• **Auszug zum Lesen**:
++++
Unter Strom: E-Mobilität vor dem Durchbruch

04.07.2019 10 Min.
  • Serge Nussbaumer, Chefredaktor

Steigende Reichweiten, sinkende Preise, neue Modelle – endlich ist es soweit: Das Elektroauto könnte bald massentauglich werden. Welche Märkte und Unternehmen Anleger im Blick haben sollten.

 

Was für ein Spektakel. Mehr als 100’000 Besucher wurden am 22. Juni 2019 in der Innenstadt von Bern Zeugen des letzten Rennens der Formel-E-Serie in Europa. Die meisten Gäste dürften ihr Kommen nicht bereut haben: Packende Duelle, gewagte Manöver, Spannung bis zur letzten Runde sowie ein Schweizer auf dem Podest – all das gab es zu sehen. Das Einzige, was fehlte, war der Geruch von Benzin. Denn die Formel E (offiziell: ABB FIA Formula E Championship) ist eine Serie, die ihre Rennen ausschliesslich mit elektrisch angetriebenen Boliden austrägt. Ausserdem finden die Wettkämpfe – anders als bei klassischen Rennen – nicht auf künstlich angelegten Rundstrecken statt, sondern in den Stadtzentren. Das Event soll laut den Veranstaltern «direkt zu den Zuschauern gebracht werden – und nicht umgekehrt».

 

«Dass die Schweiz nach dem E-Prix in Zürich von 2018 bereits zum zweiten Mal Austragungsort eines Formel-E-Rennens war, ist kein Zufall.»

 

Formel E als technologischer Vorreiter
Die Formel E hat zweifelsohne einen hohen Unterhaltungswert, sie verfolgt aber auch noch ein anderes Ziel. Denn die Elektrorennserie will eigenen Angaben zufolge Vorreiter sein bei Nachhaltigkeit, Effizienz und technologischem Fortschritt. Durch die Wettkämpfe soll die Automobilindustrie angespornt werden, die Entwicklung von klimafreundlichen Elektroautos schneller voranzutreiben. Dass die Schweiz nach dem E-Prix in Zürich von 2018 bereits zum zweiten Mal Austragungsort eines Formel-E-Rennens war, ist kein Zufall. «Herr und Frau Schweizer interessieren sich zunehmend für E-Mobilität und greifen bei entsprechenden Fahrzeugen häufiger zu», berichtet auto-schweiz, so heisst die Vereinigung der offiziellen Automobil-Importeure. Laut einer Umfrage von auto-schweiz können sich rund 72% der stimmberechtigten Eidgenossen vorstellen, beim nächsten Autokauf ein entsprechendes Modell zu erwerben.
++++
• **Angezeigte Daten**:
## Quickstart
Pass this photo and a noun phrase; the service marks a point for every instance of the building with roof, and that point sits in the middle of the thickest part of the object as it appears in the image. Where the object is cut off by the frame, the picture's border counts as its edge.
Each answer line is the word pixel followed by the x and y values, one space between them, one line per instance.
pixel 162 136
++++
• **Ziel der Übung**: Gib aus dem Auszug zur E-Mobilität den Abschnitt wortgetreu wieder, der mit den Worten „04.07.2019 10 Min.“ beginnt und mit „Blick haben sollten.“ endet. Die Daten sind eigenständiges Material und gehören nicht zum Auszug zur E-Mobilität.

• **Lösung der Aufgabe**:
04.07.2019 10 Min.
  • Serge Nussbaumer, Chefredaktor

Steigende Reichweiten, sinkende Preise, neue Modelle – endlich ist es soweit: Das Elektroauto könnte bald massentauglich werden. Welche Märkte und Unternehmen Anleger im Blick haben sollten.